◆ THE EXERCISE
What follows are records. Restate all of them word for word.
━━━━━ EXERCISE INPUTS
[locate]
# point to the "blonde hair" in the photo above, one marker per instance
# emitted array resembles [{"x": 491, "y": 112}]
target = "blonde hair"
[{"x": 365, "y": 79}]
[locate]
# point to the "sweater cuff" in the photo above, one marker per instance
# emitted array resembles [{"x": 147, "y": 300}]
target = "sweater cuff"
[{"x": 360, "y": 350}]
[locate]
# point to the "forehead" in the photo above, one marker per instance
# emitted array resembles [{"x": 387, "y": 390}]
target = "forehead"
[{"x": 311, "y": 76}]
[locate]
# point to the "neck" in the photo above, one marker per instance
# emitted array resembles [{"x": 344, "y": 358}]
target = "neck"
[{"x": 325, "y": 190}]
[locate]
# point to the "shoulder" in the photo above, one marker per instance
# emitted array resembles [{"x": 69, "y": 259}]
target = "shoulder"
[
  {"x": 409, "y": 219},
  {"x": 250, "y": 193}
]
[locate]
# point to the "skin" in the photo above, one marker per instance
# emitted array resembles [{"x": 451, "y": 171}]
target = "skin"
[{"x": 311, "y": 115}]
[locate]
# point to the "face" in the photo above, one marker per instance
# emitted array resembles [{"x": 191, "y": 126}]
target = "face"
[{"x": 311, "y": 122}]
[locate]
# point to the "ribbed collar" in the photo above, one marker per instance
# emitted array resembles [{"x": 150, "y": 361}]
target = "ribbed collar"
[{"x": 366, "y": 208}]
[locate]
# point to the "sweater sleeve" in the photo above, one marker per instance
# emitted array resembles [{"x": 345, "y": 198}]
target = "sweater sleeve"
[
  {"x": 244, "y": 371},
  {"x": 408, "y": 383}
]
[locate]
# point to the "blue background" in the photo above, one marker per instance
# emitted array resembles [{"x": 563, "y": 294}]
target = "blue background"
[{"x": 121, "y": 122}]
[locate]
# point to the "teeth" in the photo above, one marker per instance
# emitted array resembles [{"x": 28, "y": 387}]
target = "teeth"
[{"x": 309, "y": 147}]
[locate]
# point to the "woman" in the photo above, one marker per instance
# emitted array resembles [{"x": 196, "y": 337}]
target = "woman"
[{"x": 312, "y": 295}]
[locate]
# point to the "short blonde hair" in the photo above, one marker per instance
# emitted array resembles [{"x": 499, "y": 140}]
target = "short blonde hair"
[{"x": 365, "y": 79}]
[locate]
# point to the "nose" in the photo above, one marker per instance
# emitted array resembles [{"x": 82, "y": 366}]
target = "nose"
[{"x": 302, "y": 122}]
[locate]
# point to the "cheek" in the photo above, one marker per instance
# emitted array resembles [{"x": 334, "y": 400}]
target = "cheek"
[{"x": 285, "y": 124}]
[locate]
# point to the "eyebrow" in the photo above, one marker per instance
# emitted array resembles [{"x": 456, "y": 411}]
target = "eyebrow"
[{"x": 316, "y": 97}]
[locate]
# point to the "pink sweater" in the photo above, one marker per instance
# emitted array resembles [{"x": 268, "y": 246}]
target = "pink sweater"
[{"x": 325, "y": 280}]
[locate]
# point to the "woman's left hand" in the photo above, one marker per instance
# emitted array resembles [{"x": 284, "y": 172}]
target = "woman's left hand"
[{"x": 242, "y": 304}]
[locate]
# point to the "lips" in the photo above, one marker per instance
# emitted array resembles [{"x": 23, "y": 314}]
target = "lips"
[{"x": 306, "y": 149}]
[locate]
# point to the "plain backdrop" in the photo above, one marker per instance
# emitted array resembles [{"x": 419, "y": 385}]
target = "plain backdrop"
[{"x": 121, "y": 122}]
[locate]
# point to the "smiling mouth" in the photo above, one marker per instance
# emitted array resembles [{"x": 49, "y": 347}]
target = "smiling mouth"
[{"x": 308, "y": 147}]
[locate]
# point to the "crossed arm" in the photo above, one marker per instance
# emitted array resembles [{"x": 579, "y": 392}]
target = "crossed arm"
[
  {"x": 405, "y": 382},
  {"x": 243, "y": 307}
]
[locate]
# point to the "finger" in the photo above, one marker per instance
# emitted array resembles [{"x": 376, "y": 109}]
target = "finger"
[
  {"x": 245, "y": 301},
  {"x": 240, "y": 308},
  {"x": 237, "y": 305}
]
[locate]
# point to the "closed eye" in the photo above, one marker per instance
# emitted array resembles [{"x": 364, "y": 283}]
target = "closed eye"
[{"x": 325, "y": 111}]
━━━━━━━━━━
◆ TASK ANSWER
[locate]
# point to the "blonde hair" in the photo above, one marker per instance
# emitted array resembles [{"x": 491, "y": 112}]
target = "blonde hair"
[{"x": 365, "y": 79}]
[locate]
# point to the "sweater cuff" in the photo above, one marker per instance
# emitted array resembles [{"x": 147, "y": 300}]
target = "sweater cuff"
[{"x": 360, "y": 350}]
[locate]
# point to the "forehead" in the photo above, one marker per instance
# emitted array resembles [{"x": 387, "y": 390}]
target = "forehead"
[{"x": 311, "y": 76}]
[locate]
# point to the "neck" in the photo above, one marker per instance
# emitted array resembles [{"x": 344, "y": 358}]
target = "neck"
[{"x": 325, "y": 190}]
[locate]
# point to the "shoulder" in the photo above, one marker per instance
# emitted array resembles [{"x": 69, "y": 259}]
target = "shoulder"
[
  {"x": 409, "y": 219},
  {"x": 250, "y": 193}
]
[locate]
# point to the "skin" in the photo above, one marker per instance
# emitted array resembles [{"x": 451, "y": 171}]
target = "skin"
[{"x": 311, "y": 115}]
[locate]
# point to the "face" in the photo above, one marker per instance
# emitted array resembles [{"x": 191, "y": 126}]
target = "face"
[{"x": 311, "y": 122}]
[locate]
# point to the "ribbed collar" in the photo above, one marker per instance
# emitted array resembles [{"x": 150, "y": 361}]
target = "ribbed collar"
[{"x": 366, "y": 208}]
[locate]
# point to the "sweater sleeve" in the photo above, one marker per instance
# emitted array resembles [{"x": 345, "y": 198}]
target = "sweater sleeve"
[
  {"x": 244, "y": 371},
  {"x": 408, "y": 383}
]
[locate]
# point to the "blue background" in the photo above, one marker per instance
# emitted array resembles [{"x": 563, "y": 294}]
target = "blue background"
[{"x": 121, "y": 122}]
[locate]
# point to the "teeth" in the photo above, one marker per instance
# emitted array resembles [{"x": 28, "y": 387}]
target = "teeth"
[{"x": 309, "y": 147}]
[locate]
# point to the "woman" in the photo above, one marker per instance
# emitted array resembles [{"x": 196, "y": 337}]
target = "woman"
[{"x": 312, "y": 295}]
[locate]
# point to the "short blonde hair" in the photo above, one marker per instance
# emitted array resembles [{"x": 499, "y": 140}]
target = "short blonde hair"
[{"x": 365, "y": 79}]
[locate]
# point to the "nose" in the photo above, one marker per instance
# emitted array resembles [{"x": 82, "y": 366}]
target = "nose"
[{"x": 302, "y": 122}]
[locate]
# point to the "cheek" in the photo above, one marker per instance
# emitted array resembles [{"x": 334, "y": 400}]
target = "cheek"
[{"x": 285, "y": 124}]
[locate]
# point to the "eyebrow" in the photo above, one marker per instance
# emitted array resembles [{"x": 456, "y": 411}]
target = "eyebrow"
[{"x": 316, "y": 97}]
[locate]
# point to the "pink sweater" in the photo above, one marker per instance
# emitted array resembles [{"x": 268, "y": 246}]
target = "pink sweater"
[{"x": 325, "y": 280}]
[locate]
# point to the "woman's left hand" in the photo above, one marker per instance
# emitted array resembles [{"x": 284, "y": 172}]
target = "woman's left hand"
[{"x": 242, "y": 304}]
[locate]
# point to the "lips" in the photo above, one marker per instance
# emitted array resembles [{"x": 23, "y": 314}]
target = "lips"
[{"x": 306, "y": 149}]
[locate]
# point to the "plain backdrop" in the photo above, one marker per instance
# emitted array resembles [{"x": 419, "y": 385}]
target = "plain backdrop"
[{"x": 121, "y": 122}]
[locate]
# point to the "smiling mouth" in the photo above, one marker per instance
# emitted array resembles [{"x": 49, "y": 347}]
target = "smiling mouth"
[{"x": 308, "y": 147}]
[locate]
# point to the "crossed arm" in the photo above, one marker per instance
# emitted array resembles [{"x": 579, "y": 392}]
target = "crossed arm"
[
  {"x": 405, "y": 382},
  {"x": 243, "y": 307}
]
[locate]
# point to the "finger" in the photo above, one marker per instance
# emitted array resembles [{"x": 376, "y": 109}]
target = "finger"
[
  {"x": 245, "y": 301},
  {"x": 240, "y": 308},
  {"x": 237, "y": 305}
]
[locate]
# point to the "closed eye" in the photo above, one marker per instance
# emitted array resembles [{"x": 364, "y": 283}]
target = "closed eye"
[{"x": 325, "y": 111}]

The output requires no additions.